EXTRACT PROVIDED:
▶

The INSTR Function will Never Use an Index? I will give You a Hint

1 06 2010

June 1, 2010

As regular readers probably know, I frequently read books on various computer related topics.  Last winter I pre-ordered the book “Oracle SQL Recipes”, and have been reading the book on and off since that time.  Some parts of the book are absolutely fantastic, and others leave me scratching my head – did I read that right?  Page 169 of the book describes the INSTR and LIKE functions.  The book makes the following statement:

LIKE can be more readable, and may even use an index if there are no pattern-matching characters at the beginning of the search string. INSTR will never use an existing index unless you have created a function-based index containing the exact INSTR clause that you used in the WHERE clause.

◀

DO THIS: Keep going with the blog post about whether INSTR can use an index, picking up right after the quoted statement from the book.

EXTRACTED RECORDS:

▶

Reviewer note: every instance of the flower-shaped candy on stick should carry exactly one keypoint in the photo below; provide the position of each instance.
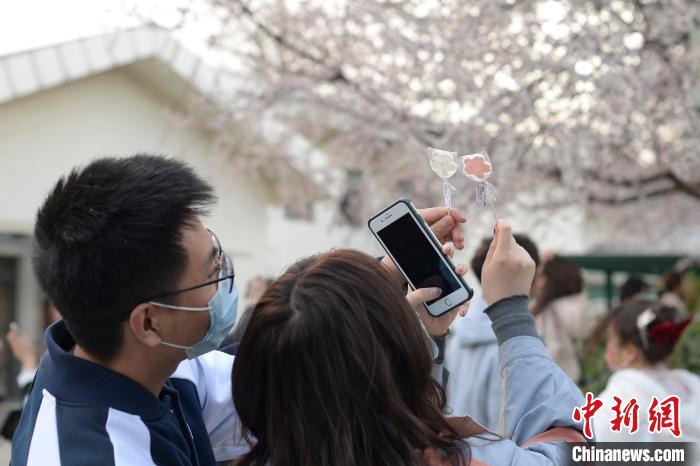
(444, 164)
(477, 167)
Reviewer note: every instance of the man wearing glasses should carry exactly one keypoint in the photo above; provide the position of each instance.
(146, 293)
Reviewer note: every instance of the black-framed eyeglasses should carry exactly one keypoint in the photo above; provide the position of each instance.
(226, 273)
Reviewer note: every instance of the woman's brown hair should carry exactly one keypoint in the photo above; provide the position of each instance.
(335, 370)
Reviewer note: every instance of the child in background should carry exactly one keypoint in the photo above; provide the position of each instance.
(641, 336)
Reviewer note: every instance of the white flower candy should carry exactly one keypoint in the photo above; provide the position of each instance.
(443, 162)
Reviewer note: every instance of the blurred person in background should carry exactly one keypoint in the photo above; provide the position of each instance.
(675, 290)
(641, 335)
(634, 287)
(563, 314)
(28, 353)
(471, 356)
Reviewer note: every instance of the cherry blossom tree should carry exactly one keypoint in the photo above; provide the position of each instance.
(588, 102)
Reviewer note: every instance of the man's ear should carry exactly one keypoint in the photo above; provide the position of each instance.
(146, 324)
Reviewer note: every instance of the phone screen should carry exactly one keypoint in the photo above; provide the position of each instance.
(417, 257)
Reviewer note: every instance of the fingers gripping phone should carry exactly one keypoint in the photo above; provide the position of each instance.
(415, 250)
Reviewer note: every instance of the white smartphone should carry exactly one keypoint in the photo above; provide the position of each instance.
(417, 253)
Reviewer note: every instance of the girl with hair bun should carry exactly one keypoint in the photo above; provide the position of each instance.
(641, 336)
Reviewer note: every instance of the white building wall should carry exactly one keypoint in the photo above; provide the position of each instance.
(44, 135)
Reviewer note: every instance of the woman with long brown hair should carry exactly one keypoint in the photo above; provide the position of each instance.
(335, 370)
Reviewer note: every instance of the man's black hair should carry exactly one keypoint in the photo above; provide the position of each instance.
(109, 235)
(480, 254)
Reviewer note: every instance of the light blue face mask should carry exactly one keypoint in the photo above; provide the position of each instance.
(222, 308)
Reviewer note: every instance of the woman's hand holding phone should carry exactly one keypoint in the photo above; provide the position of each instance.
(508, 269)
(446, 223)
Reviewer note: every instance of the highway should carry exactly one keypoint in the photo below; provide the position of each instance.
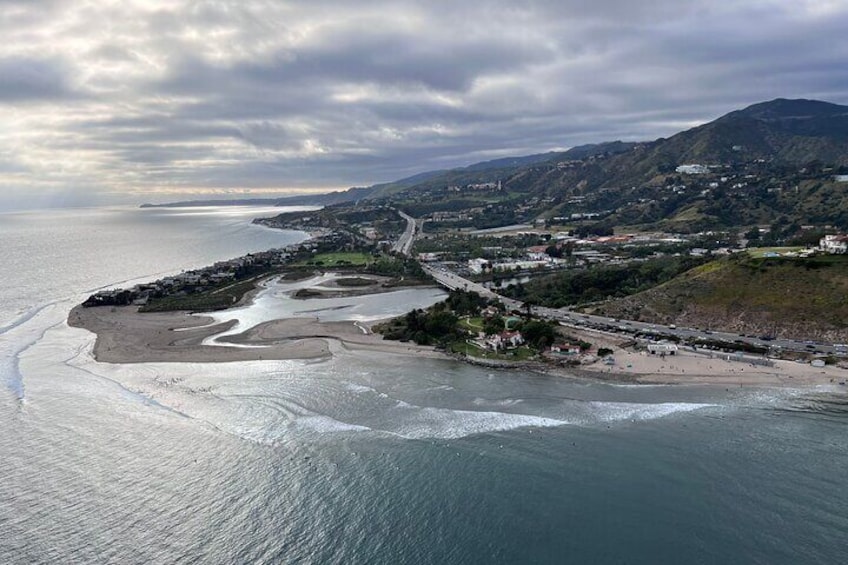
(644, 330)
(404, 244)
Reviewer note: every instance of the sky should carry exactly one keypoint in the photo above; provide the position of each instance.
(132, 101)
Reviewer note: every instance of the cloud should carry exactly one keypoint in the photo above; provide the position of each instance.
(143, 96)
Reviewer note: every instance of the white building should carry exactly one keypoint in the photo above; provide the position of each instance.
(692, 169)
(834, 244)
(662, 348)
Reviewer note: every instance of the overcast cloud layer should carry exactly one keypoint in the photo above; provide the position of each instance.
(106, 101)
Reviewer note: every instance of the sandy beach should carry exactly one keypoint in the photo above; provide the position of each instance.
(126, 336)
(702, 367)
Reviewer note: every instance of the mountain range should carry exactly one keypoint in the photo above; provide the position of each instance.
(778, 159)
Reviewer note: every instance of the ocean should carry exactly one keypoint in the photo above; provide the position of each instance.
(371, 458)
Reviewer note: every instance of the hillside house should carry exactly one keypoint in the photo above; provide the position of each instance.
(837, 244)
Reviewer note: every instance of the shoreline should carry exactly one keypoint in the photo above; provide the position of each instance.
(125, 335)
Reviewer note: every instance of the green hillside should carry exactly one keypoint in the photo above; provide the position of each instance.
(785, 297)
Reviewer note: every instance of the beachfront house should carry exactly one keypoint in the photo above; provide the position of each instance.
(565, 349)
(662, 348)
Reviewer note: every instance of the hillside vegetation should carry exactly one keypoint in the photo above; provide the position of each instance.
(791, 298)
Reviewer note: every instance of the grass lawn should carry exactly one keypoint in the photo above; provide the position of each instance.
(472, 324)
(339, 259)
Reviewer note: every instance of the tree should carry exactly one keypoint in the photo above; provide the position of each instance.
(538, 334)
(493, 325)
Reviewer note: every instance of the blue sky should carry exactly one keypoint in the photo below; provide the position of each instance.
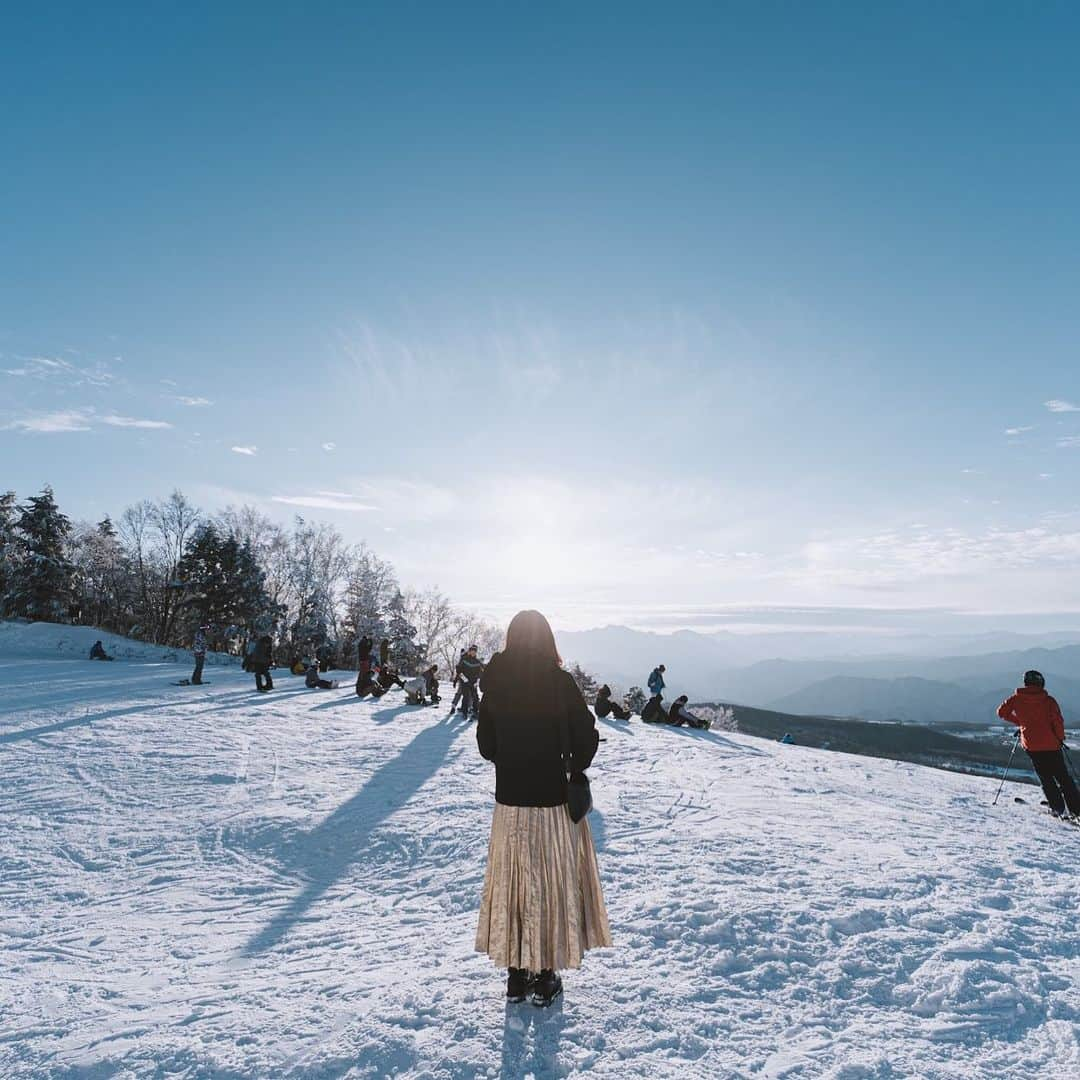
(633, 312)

◀
▶

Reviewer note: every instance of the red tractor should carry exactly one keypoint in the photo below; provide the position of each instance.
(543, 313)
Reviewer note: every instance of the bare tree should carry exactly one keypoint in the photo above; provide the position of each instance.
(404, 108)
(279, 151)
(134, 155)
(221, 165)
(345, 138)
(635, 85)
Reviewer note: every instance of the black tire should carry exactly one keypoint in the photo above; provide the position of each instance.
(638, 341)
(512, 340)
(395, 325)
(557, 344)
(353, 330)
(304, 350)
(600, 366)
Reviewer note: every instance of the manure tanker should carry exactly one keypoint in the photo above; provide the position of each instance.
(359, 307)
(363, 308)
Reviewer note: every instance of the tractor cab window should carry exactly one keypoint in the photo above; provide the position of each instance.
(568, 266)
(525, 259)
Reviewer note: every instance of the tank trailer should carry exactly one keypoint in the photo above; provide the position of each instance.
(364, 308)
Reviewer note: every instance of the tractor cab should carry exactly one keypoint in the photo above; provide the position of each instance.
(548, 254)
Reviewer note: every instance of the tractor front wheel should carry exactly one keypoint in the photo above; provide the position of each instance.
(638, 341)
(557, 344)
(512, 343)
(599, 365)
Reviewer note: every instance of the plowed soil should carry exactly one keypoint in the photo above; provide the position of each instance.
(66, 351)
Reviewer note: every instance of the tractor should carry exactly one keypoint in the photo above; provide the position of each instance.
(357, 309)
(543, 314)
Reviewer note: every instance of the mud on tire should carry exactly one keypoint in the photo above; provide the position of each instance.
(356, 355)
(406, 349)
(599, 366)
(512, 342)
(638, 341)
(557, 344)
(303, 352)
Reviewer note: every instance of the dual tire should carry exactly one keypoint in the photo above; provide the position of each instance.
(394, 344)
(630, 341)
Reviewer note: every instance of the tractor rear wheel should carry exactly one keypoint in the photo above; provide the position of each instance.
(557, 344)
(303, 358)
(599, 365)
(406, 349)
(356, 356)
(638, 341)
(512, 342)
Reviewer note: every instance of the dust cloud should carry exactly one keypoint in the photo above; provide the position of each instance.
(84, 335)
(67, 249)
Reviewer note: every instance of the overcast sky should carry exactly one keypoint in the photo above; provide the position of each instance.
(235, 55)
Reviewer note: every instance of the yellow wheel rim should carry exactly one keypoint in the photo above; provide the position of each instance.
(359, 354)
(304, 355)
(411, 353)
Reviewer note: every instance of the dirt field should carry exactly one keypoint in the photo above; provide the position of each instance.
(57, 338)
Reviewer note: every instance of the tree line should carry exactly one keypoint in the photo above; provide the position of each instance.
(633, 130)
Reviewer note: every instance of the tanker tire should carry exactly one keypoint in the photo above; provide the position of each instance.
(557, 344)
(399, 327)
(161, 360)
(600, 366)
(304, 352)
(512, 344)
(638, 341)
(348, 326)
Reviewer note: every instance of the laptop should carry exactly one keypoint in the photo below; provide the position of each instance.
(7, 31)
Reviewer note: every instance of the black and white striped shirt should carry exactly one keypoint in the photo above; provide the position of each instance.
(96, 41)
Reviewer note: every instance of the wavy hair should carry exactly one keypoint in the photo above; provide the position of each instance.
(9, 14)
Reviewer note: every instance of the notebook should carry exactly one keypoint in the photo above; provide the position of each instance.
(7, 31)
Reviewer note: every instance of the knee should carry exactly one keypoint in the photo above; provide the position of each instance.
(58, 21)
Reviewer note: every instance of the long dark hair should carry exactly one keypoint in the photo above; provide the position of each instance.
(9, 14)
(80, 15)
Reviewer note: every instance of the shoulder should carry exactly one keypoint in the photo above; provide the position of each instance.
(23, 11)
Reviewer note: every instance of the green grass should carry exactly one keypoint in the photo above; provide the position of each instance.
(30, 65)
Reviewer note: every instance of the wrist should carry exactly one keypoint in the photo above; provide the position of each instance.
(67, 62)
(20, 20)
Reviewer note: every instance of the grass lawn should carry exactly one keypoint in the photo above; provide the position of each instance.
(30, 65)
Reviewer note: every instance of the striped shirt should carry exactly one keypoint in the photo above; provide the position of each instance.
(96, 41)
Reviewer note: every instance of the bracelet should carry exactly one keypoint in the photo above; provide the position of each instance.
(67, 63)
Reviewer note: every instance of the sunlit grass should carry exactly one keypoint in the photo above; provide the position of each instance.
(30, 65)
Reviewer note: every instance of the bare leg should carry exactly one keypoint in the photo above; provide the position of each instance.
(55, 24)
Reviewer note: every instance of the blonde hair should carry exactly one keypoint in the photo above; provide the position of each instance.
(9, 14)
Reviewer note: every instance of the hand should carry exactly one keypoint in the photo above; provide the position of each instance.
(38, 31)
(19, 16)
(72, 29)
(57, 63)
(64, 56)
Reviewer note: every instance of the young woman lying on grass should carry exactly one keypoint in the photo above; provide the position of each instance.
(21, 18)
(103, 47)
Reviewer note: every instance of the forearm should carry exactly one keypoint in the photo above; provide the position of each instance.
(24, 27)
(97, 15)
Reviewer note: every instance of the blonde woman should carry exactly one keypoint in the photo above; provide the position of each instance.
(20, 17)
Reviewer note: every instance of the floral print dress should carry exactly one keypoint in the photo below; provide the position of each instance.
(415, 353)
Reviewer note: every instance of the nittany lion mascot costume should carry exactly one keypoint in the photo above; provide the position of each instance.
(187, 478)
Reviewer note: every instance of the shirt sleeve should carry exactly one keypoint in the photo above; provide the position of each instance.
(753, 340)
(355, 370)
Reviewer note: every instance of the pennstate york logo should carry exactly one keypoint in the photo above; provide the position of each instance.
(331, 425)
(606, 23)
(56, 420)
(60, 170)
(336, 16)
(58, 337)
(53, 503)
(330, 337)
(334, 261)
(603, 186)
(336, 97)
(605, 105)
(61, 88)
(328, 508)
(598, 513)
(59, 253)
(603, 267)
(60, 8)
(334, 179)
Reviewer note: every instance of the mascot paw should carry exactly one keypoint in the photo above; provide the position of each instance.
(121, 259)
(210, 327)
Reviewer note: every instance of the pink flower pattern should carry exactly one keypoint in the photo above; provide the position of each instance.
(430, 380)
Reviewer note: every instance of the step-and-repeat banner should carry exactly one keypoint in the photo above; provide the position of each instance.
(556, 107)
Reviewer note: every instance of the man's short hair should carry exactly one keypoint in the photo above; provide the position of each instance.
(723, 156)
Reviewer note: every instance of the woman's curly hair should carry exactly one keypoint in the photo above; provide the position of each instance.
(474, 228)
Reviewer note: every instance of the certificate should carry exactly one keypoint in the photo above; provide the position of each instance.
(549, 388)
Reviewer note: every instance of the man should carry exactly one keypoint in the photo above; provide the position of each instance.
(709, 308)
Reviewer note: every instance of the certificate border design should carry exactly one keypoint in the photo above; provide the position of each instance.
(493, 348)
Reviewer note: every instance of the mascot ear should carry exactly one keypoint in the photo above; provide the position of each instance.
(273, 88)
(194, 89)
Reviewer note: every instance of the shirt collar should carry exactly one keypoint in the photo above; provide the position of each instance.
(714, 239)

◀

WRITTEN REPLY:
The above paragraph conveys a lot of good information, and certainly the authors have tested that the above paragraph is correct.  Repeat after me: The INSTR function will never use a non-function based index!  The INSTR function will never use a non-function based index.  The INSTR function will never use a non-function based index?

I sense that some people are not sure that the above is true.  Let’s put together a quick test table for a test:

CREATE TABLE T5 (
  CHAR_COL VARCHAR2(10),
  C2 VARCHAR2(100),
  PRIMARY KEY (CHAR_COL));

INSERT INTO
  T5
SELECT
  TO_CHAR(ROWNUM),
  RPAD('A',100,'A')
FROM
  DUAL
CONNECT BY
  LEVEL <=1000000;

COMMIT;

EXEC DBMS_STATS.GATHER_TABLE_STATS(OWNNAME=>USER,TABNAME=>'T5',CASCADE=>TRUE)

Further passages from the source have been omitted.